_Required work_
1. According to the post on CogVideoX 1.5, why is it useful to have multimodal LLMs help write the video prompts? Answer in one to three sentences.
2. Summarize the post on CogVideoX 1.5 in two sentences.
3. Write the next part of the post on CogVideoX 1.5, picking up after its last sentence.

_Selected text_
+--
2024
2023
AI generated video of the distracted boyfriend meme created in comfy UI using Cogxvideo
CogvideoX dropped its 1.5 version of their model a couple of days ago.
The authors say:
“
The CogVideoX model is designed to generate high-quality videos based on detailed and highly descriptive prompts. The model performs best when provided with refined, granular prompts, which enhance the quality of video generation. It can handle both text-to-video (t2v) and image-to-video (i2v) conversions.
”
They recommend using multimodal LLMs to help formulate the descriptive video prompts. I haven't tried yet, but I will experiment by creating a workflow with Florance2.
As you can see in the example above using a Image to Video workflow using CogvideoXWrapper nodes in ComfyUI, the model does a pretty good job at bringing an image to life.
Version 1.5 has a higher resolution than the first release allowing, but I have stayed to the 480 x 720 resolution for my tests.
+--
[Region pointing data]
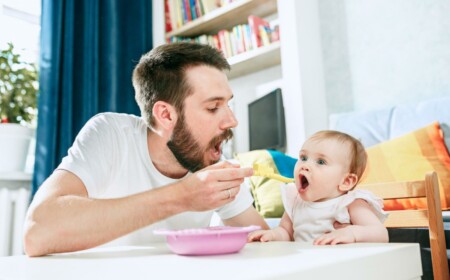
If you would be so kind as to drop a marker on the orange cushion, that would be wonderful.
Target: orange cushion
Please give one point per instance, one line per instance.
(409, 157)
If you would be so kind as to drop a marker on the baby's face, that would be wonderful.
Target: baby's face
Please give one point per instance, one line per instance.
(322, 167)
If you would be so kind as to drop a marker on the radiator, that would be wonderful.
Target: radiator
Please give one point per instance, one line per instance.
(13, 207)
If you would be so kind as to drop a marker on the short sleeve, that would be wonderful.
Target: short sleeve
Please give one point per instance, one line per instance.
(342, 215)
(91, 154)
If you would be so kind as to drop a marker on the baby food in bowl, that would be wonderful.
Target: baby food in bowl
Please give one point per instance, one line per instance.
(207, 241)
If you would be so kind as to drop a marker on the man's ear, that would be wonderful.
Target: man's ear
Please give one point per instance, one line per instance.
(165, 114)
(348, 183)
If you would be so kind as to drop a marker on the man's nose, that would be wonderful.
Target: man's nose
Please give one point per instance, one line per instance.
(230, 120)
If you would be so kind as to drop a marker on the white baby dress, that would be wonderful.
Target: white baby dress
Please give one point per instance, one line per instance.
(312, 219)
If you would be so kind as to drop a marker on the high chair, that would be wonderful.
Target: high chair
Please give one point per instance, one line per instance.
(430, 218)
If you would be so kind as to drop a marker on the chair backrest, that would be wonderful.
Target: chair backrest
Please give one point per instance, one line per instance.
(431, 217)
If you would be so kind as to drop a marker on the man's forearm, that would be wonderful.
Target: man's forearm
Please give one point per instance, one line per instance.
(71, 223)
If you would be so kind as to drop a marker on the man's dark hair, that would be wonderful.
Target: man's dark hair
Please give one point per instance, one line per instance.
(161, 74)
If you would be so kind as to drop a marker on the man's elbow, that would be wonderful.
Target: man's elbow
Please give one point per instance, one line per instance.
(32, 243)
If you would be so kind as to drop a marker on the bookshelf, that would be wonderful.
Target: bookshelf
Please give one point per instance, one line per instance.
(254, 60)
(231, 15)
(226, 17)
(295, 61)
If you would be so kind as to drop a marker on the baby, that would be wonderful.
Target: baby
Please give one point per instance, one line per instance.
(329, 167)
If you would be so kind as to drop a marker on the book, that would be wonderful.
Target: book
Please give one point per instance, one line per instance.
(255, 22)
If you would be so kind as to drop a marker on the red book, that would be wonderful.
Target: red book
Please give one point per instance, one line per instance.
(167, 16)
(255, 22)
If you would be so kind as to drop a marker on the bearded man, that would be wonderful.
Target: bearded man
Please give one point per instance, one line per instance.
(125, 176)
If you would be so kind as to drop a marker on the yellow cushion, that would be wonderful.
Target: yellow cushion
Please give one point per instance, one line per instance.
(409, 157)
(266, 192)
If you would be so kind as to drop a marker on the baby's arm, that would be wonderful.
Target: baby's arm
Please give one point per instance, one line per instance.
(283, 232)
(365, 227)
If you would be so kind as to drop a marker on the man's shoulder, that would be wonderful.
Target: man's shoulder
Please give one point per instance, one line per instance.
(118, 119)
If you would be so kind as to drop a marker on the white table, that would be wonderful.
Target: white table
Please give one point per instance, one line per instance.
(273, 260)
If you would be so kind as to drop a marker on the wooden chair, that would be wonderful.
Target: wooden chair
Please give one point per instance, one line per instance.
(430, 218)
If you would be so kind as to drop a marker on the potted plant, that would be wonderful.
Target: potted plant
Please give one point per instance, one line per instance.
(18, 109)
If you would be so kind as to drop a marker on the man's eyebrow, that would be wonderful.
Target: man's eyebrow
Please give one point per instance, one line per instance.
(217, 98)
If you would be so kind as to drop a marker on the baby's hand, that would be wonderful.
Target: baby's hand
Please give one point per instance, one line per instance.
(261, 235)
(340, 236)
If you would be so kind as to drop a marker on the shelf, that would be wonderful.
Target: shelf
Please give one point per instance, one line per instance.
(226, 17)
(255, 60)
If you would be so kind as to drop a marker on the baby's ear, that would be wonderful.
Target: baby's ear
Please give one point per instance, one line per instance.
(348, 183)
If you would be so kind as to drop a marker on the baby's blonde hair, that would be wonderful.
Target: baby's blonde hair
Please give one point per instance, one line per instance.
(357, 151)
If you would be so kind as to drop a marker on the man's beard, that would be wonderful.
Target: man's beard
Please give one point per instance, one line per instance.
(188, 151)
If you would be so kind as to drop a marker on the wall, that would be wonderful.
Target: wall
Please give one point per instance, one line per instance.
(381, 53)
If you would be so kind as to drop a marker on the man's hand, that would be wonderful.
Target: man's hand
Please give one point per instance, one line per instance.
(213, 186)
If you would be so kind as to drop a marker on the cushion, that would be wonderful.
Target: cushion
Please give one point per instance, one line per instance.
(410, 157)
(266, 192)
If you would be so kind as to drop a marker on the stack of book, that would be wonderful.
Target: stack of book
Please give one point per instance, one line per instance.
(180, 12)
(241, 38)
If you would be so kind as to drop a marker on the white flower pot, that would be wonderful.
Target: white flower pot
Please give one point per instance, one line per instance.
(14, 145)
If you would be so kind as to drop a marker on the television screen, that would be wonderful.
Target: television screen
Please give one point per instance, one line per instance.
(266, 122)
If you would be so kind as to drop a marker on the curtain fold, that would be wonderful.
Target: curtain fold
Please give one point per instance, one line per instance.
(88, 51)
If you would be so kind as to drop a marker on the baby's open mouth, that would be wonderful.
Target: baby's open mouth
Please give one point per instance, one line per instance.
(303, 182)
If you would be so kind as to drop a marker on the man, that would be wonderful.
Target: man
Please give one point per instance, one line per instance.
(125, 176)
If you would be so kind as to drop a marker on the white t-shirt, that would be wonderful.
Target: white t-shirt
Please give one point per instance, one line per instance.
(110, 155)
(311, 220)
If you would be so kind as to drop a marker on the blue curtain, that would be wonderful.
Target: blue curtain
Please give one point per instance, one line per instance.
(88, 51)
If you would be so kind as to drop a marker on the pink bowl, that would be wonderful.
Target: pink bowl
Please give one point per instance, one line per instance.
(207, 241)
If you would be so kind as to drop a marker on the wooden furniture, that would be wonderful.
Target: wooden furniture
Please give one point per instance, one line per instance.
(430, 218)
(271, 260)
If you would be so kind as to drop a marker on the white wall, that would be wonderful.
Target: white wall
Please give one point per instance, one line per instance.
(382, 53)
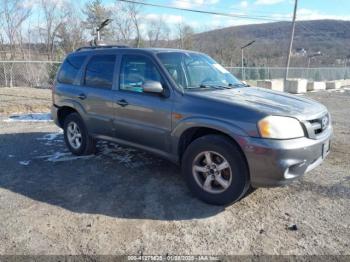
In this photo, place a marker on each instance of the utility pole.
(291, 40)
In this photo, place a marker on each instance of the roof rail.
(100, 47)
+--
_Expected outputs_
1. CogVideoX is designed to generate high-quality videos from detailed and highly descriptive prompts, and it performs best with refined, granular prompts that improve the quality of the output. Multimodal LLMs are recommended as help in formulating prompts of that descriptive kind.

2. CogVideoX has released version 1.5 of its model, which its authors say generates high-quality videos from detailed, descriptive prompts and handles both text-to-video and image-to-video conversion. The post's author tested it with an image-to-video workflow using CogvideoXWrapper nodes in ComfyUI, found that it brings an image to life fairly well, and kept the tests at 480 x 720 even though version 1.5 offers a higher resolution than the first release.

3.
Cogvideo is comparable to Mochi1 on a beefy consumer GPU. It takes about 3 minutes to render 49 frames of video. That was with 25 steps of generation. Time increases with both frame and step count.
As mentioned in the AI Video generation on consumer hardware post, there are several workflows including video to video with ControlNet and Prompt Travel to guide generations character sheets to guide character consistency, but you've always had to fight againts artifacts and unexpected surprises on any given frame. At this stage, it's not an either or situation. You can use all these techniques together to create longer form story telling with these tools.